[TEXT — start]

But it says, “The evidence is very clear: controlling community spread of COVID-19 is the best way to protect our societies and economies until safe and effective vaccines and therapeutics arrive within the coming months. We cannot afford distractions that undermine an effective response; it is essential that we act urgently based on the evidence.”

The letter’s authors included: Dr. Nahid Bhadelia of the Boston University School of Medicine, professors William Hanage and Marc Lipsitch of the Harvard T.H. Chan School of Public Health, and Dr. Rochelle Walensky of Harvard Medical School.

The White House has embraced a declaration — known as The Great Barrington Declaration because it was originally signed in Great Barrington, Massachusetts —by a group of scientists arguing that authorities should allow the coronavirus to spread among young healthy people while protecting the elderly and the vulnerable, The New York Times reported.

The approach suggests that herd immunity, or resistance in the population to the spread of infection, can be achieved through the younger people getting infected, rather than vaccinations.

But experts say achieving herd immunity through natural infections is not, and should never be, a strategy. “Never in the history of public health has herd immunity been used as a strategy for responding to an outbreak,” the head of the World Health Organization, Tedros Adhanom Ghebreyesus, said this week. “Allowing a dangerous virus that we don’t fully understand to run free is simply unethical.”

The letter in The Lancet argues, “Any pandemic management strategy relying upon ‘immunity from natural infections’ for COVID-19 is flawed.”

It recites a litany of problems with the idea. The letter argues that uncontrolled spread among younger people could lead to significant illness and death across the entire population.

[TEXT — finish]

● WHAT IS BEING ASKED:
Answer these questions using the herd immunity article.
(a) In what town and state was The Great Barrington Declaration originally signed?
(b) In which publication did the letter calling any strategy relying on "immunity from natural infections" flawed appear?
(c) What institution is Dr. Rochelle Walensky listed with?

[RECORD EXCERPTS — start]

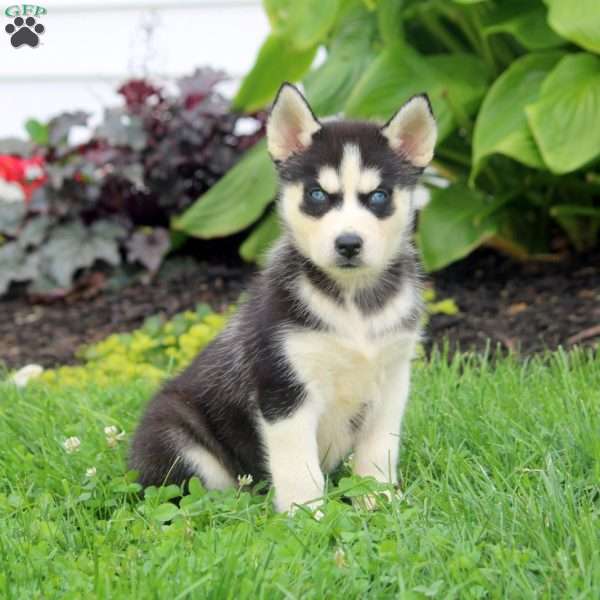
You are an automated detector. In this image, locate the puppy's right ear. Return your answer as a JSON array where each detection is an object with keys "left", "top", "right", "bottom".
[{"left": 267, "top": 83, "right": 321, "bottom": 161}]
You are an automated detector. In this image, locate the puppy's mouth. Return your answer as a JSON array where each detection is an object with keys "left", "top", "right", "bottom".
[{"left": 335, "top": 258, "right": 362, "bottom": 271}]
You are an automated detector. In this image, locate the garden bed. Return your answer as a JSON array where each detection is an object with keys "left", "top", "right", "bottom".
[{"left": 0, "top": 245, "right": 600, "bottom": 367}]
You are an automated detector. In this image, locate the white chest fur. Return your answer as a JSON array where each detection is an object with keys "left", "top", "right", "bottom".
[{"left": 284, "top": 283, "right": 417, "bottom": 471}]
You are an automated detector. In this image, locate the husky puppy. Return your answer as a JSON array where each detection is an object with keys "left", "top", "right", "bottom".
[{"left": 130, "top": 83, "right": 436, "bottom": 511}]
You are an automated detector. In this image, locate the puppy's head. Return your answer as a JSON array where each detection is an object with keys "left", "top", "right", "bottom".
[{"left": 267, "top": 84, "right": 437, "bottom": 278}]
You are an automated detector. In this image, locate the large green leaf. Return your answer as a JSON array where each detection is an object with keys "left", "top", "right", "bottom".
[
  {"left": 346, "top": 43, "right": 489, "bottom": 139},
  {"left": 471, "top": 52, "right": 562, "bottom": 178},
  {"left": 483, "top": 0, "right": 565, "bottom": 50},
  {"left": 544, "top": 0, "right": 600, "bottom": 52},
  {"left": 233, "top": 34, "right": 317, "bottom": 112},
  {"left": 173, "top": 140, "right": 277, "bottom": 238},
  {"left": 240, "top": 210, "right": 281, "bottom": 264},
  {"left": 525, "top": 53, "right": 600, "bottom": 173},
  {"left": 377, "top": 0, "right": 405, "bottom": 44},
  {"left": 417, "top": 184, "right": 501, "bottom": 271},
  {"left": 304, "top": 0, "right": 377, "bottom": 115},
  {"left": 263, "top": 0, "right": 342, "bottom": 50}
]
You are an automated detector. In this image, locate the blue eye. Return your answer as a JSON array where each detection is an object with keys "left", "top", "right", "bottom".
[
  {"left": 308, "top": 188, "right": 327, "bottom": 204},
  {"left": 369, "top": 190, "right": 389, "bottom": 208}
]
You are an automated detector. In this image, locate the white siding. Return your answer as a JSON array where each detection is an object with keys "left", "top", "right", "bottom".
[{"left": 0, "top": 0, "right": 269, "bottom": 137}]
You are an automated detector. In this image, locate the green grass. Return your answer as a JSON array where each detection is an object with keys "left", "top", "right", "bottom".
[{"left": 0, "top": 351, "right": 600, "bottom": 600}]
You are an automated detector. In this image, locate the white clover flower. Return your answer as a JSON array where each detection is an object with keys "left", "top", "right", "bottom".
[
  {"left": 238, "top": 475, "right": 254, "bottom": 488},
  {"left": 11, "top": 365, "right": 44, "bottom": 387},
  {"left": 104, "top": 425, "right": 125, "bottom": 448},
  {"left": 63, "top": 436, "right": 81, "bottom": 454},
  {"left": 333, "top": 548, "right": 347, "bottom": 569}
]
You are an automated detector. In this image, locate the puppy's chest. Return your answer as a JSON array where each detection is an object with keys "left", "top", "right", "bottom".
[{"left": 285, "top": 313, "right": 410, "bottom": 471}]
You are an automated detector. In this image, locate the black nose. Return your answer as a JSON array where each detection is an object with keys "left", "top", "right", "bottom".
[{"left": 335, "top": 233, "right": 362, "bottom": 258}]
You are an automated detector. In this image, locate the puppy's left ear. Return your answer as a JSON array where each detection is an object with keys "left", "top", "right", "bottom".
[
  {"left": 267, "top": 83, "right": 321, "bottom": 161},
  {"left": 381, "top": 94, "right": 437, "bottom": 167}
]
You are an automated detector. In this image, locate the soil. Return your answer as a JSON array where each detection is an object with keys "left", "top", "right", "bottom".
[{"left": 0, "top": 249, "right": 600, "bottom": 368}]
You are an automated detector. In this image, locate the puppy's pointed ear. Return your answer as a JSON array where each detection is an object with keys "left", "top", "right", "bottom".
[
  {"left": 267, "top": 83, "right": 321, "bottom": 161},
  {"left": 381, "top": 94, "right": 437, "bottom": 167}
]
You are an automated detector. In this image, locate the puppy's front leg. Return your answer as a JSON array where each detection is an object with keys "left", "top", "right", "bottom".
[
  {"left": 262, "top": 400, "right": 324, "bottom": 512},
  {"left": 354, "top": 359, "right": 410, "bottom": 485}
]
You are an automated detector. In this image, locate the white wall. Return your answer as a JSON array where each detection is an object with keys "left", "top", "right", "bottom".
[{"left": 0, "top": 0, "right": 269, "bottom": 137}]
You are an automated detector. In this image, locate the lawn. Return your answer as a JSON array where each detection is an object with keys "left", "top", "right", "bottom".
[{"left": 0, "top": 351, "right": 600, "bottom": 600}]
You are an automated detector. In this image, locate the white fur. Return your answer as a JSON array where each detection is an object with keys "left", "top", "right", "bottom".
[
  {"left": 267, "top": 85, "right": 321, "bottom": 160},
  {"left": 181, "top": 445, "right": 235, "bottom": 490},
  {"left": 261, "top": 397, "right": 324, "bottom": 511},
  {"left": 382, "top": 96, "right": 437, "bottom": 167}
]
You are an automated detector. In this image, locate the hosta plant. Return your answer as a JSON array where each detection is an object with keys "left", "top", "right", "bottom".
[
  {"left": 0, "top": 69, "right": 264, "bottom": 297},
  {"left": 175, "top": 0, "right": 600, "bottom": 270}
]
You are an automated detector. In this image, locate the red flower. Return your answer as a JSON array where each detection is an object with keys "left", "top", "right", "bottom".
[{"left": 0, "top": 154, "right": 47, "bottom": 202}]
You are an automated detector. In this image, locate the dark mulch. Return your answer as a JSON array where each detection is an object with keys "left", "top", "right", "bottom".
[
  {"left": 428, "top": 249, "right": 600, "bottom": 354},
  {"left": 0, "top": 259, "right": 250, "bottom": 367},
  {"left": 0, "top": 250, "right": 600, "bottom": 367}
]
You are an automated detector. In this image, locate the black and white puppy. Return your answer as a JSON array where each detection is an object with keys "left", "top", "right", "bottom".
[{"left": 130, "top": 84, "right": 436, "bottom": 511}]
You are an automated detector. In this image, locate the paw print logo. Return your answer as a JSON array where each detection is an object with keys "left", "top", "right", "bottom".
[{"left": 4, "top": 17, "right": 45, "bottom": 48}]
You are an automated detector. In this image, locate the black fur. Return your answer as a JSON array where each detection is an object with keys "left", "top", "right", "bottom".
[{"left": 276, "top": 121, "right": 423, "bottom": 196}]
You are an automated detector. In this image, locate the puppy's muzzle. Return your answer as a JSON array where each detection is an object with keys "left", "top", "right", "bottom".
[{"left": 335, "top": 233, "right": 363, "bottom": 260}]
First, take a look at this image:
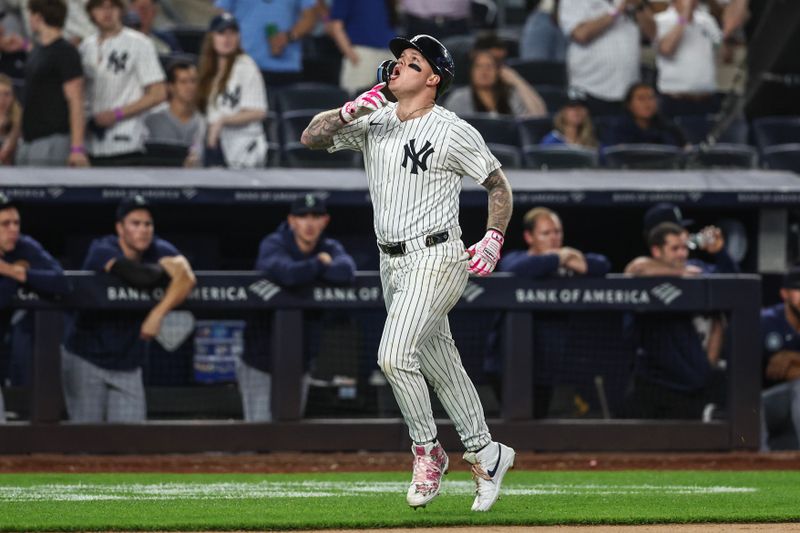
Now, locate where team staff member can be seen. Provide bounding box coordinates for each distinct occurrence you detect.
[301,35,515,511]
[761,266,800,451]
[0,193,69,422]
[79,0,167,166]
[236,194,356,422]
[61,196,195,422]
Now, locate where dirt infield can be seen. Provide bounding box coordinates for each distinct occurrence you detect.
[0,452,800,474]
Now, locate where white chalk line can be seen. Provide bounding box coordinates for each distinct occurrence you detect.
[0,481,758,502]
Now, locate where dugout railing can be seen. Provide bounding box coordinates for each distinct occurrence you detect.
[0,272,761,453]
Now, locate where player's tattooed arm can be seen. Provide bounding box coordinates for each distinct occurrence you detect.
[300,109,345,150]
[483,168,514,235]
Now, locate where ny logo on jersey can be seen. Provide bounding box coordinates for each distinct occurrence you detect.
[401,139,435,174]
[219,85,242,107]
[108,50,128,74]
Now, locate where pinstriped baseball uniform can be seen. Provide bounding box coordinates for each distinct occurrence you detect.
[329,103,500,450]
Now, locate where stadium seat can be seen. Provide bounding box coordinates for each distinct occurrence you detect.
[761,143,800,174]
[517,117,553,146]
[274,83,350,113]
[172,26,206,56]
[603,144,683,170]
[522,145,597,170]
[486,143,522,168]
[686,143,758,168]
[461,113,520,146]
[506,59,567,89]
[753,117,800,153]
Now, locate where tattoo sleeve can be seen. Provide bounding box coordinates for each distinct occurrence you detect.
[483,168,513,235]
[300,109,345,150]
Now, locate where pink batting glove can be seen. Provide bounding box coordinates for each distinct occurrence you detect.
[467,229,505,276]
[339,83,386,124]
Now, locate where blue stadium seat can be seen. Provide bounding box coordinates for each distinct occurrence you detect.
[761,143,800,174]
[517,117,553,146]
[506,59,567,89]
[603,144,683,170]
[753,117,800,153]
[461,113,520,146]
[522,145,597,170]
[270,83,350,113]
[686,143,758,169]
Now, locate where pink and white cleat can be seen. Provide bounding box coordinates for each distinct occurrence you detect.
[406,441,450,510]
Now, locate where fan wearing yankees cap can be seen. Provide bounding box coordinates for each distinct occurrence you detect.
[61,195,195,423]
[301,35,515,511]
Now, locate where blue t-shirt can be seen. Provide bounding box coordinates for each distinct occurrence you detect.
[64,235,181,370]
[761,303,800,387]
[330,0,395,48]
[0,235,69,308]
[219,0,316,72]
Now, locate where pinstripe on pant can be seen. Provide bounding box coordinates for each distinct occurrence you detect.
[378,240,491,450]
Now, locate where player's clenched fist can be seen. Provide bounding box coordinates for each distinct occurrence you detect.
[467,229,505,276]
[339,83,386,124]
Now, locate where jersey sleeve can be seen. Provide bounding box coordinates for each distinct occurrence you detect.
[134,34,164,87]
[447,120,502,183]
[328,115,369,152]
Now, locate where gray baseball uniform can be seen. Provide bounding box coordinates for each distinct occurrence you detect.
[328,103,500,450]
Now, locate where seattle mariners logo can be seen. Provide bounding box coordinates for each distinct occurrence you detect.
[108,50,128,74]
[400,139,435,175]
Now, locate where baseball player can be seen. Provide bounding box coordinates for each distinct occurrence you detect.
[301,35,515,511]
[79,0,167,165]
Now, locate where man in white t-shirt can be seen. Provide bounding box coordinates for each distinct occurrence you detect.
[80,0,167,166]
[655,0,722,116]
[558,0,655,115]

[RECORD EXCERPTS — finish]
[RECORD EXCERPTS — start]

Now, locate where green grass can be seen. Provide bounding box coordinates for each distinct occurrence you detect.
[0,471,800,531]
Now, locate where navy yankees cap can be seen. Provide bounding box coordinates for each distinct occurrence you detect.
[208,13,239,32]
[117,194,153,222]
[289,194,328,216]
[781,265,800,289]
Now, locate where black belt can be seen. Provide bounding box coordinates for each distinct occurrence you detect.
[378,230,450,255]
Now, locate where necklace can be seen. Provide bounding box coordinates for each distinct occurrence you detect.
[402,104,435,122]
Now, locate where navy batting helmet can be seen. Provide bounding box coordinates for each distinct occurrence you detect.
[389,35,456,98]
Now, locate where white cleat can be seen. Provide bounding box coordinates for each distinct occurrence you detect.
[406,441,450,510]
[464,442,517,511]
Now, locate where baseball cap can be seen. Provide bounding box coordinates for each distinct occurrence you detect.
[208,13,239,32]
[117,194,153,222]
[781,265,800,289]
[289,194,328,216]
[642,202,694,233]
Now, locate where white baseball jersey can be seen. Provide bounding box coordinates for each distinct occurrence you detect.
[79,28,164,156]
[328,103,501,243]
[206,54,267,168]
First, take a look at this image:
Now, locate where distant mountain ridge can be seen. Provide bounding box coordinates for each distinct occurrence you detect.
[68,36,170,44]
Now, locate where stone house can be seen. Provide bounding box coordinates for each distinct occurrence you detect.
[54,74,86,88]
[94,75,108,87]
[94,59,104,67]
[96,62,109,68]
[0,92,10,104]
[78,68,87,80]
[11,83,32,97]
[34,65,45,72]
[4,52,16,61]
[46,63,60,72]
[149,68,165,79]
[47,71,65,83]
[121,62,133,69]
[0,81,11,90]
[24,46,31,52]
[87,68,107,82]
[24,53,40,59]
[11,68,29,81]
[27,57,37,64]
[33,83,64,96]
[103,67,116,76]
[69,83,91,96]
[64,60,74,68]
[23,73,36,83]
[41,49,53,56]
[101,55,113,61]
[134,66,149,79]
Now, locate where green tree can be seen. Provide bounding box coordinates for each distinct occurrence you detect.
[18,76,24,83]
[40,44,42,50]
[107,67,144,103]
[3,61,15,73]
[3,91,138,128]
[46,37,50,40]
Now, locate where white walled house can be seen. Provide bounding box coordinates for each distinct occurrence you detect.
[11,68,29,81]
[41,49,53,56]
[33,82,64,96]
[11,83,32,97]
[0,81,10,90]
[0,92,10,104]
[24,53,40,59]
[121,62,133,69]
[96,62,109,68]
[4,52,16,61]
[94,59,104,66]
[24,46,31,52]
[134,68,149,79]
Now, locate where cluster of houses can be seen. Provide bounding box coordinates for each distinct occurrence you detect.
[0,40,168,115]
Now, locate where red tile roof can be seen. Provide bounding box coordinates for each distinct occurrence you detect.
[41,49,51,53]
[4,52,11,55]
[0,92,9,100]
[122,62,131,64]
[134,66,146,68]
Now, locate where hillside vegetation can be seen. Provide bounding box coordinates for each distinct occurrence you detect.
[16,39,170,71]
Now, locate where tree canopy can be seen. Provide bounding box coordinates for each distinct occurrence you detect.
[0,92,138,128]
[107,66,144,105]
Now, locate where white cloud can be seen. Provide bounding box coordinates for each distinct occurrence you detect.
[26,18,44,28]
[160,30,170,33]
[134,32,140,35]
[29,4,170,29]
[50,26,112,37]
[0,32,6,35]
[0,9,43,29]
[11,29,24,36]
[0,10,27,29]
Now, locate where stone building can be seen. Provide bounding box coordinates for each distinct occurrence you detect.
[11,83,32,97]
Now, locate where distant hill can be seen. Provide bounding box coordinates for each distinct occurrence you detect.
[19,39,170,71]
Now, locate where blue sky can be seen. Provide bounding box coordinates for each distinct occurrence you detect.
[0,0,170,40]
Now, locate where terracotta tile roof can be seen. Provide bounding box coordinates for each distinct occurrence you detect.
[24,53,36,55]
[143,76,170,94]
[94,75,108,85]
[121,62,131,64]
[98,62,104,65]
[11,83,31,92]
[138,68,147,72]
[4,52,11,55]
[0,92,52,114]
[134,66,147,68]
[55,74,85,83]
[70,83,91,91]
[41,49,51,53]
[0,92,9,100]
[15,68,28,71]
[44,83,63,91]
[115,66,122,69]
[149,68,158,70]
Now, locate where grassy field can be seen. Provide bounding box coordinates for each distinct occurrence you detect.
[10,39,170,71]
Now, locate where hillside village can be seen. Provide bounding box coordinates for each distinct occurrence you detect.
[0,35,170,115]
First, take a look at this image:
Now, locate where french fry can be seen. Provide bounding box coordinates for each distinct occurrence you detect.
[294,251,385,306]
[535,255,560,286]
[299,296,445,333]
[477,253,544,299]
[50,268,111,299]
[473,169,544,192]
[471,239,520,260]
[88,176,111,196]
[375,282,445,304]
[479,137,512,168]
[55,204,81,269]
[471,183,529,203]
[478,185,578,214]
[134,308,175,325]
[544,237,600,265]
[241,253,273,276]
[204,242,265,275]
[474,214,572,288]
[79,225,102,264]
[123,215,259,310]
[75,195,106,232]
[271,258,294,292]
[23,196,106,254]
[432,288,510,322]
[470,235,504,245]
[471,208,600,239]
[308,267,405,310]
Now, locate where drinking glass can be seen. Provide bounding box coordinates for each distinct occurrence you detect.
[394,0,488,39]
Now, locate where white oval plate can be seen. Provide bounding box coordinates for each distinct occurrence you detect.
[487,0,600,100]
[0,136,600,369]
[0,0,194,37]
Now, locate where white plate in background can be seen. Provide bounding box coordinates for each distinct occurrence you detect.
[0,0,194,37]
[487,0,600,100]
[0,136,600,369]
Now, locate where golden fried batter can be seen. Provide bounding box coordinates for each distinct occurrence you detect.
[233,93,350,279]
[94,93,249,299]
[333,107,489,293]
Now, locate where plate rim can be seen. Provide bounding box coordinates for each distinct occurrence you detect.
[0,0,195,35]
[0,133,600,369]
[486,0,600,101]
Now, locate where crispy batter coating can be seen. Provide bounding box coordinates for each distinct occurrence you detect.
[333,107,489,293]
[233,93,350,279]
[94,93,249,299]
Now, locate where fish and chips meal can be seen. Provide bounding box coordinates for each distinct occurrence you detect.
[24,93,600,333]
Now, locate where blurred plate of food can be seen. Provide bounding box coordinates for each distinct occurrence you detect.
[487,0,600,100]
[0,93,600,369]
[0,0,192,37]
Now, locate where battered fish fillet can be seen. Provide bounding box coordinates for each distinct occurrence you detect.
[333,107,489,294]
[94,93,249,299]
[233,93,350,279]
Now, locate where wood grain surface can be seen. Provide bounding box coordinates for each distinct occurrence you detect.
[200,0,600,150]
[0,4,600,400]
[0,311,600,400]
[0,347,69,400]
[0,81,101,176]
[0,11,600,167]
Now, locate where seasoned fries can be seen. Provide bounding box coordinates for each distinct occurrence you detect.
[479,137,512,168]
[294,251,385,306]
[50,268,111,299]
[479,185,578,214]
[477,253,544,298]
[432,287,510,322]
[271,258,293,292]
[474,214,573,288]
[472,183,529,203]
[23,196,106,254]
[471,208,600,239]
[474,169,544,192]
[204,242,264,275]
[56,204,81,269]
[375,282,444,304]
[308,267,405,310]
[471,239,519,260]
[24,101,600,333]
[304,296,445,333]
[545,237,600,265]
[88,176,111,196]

[RECORD EXCERPTS — finish]

● EXERCISE RESULT:
(a) Great Barrington, Massachusetts.
(b) The Lancet.
(c) Harvard Medical School.